> What to do:
[1] According to the market commentary, what was the catalyst back in 2013?
[2] Return the rows unchanged, starting with the line that contains "Would you mind indicating the cloudy" and going on through the last line of the rows.

> Passage provided:
□ □ □ □

We all know what the catalyst was back in 2013 – quantitative easing from central banks, which still exists in one form or another today…the difference is that central banks are trying to “taper” this effect today before their balance sheets get out of control, especially the EU central banks. The other similarity is that the monthly energy levels dipped to historically low levels while the price shrugged that off and kept chugging higher.
I’m left at a strange inflection point with today’s markets; there is EVERY reason in the world why we should see markets pull back into a summer “funk” which will just establish a lower range, not a crash…..which in my experience, is precisely why we might not see such an event. Every time I’ve come up with a solid reason as to why something SHOULD be happening, the opposite usually occurs. This is because the market is always irrational, and the vast investing herd expects complete rationality.
The only way that I can effectively trade this market is to continue trading short-term opportunities, because big swings are just not happening right now.

□ □ □ □

> Records for processing:
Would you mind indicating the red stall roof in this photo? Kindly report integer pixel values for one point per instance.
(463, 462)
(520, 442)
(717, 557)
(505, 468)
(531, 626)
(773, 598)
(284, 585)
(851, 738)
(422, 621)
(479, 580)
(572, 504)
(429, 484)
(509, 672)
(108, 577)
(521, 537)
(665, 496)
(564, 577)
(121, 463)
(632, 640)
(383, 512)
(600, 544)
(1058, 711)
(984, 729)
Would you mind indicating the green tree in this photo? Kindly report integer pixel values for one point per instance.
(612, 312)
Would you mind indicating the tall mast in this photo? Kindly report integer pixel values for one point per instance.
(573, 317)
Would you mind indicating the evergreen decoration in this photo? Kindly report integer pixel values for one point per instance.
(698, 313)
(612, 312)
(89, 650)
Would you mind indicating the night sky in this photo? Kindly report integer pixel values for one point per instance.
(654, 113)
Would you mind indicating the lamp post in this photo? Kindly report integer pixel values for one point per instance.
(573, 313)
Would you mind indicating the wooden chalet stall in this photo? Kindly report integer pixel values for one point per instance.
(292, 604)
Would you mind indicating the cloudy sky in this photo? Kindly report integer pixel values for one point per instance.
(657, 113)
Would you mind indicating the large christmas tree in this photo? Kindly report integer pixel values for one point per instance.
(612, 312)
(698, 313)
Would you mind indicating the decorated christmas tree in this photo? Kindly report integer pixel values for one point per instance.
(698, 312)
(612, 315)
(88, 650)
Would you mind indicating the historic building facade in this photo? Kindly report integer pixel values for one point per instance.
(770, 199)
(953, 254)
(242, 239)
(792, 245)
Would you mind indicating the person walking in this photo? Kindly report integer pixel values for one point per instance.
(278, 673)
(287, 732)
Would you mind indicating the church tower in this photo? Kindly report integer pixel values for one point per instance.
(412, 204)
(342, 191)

□ □ □ □

> Final answers:
[1] Quantitative easing from central banks.

[2]
Would you mind indicating the cloudy sky in this photo? Kindly report integer pixel values for one point per instance.
(657, 113)
Would you mind indicating the large christmas tree in this photo? Kindly report integer pixel values for one point per instance.
(612, 312)
(698, 313)
Would you mind indicating the decorated christmas tree in this photo? Kindly report integer pixel values for one point per instance.
(698, 312)
(612, 315)
(88, 650)
Would you mind indicating the historic building facade in this photo? Kindly report integer pixel values for one point per instance.
(770, 199)
(953, 254)
(242, 239)
(792, 245)
Would you mind indicating the person walking in this photo? Kindly report integer pixel values for one point per instance.
(278, 673)
(287, 732)
Would you mind indicating the church tower in this photo? Kindly report integer pixel values for one point per instance.
(412, 204)
(342, 191)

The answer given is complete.